- GOAL
Collect each line in the listing below that contains the string "shirt" and copy those lines without alteration.

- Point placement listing
____________
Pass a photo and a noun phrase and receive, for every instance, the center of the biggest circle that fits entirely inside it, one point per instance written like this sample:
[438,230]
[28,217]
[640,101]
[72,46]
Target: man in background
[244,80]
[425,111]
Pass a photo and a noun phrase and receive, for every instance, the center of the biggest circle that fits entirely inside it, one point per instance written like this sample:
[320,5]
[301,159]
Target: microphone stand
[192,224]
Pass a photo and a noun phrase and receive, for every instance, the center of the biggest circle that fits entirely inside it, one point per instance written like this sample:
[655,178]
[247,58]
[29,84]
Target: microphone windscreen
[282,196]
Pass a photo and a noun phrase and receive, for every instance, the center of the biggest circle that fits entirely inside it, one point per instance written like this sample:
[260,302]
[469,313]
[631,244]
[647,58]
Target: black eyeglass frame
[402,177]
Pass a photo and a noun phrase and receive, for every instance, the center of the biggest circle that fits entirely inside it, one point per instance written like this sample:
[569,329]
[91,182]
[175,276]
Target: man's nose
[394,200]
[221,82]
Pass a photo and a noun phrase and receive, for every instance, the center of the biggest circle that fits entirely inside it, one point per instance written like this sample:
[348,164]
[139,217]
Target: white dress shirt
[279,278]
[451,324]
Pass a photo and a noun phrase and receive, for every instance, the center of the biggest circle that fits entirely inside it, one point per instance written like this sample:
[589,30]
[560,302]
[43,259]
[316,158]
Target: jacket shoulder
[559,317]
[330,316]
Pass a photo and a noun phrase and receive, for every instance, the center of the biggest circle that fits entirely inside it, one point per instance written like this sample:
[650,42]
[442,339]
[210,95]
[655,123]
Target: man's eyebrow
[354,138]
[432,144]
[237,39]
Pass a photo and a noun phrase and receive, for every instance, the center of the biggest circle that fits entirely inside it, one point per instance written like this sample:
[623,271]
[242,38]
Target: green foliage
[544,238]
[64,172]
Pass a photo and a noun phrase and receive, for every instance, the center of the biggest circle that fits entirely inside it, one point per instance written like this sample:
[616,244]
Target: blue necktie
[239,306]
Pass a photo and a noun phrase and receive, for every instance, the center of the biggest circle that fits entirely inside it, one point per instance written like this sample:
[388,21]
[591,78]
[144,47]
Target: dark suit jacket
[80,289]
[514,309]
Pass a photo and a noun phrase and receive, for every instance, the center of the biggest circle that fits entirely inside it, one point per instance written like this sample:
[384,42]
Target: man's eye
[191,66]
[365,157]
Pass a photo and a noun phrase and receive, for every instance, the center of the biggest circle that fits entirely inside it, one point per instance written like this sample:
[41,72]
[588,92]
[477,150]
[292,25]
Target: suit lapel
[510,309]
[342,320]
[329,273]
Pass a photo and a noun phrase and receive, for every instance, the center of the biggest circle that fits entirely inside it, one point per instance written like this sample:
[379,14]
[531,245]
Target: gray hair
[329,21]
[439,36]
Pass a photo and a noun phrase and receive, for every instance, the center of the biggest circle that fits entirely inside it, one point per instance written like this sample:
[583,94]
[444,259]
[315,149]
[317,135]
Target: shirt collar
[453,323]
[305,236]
____________
- COMPLETED EXERCISE
Target: white dress shirt
Target: shirt collar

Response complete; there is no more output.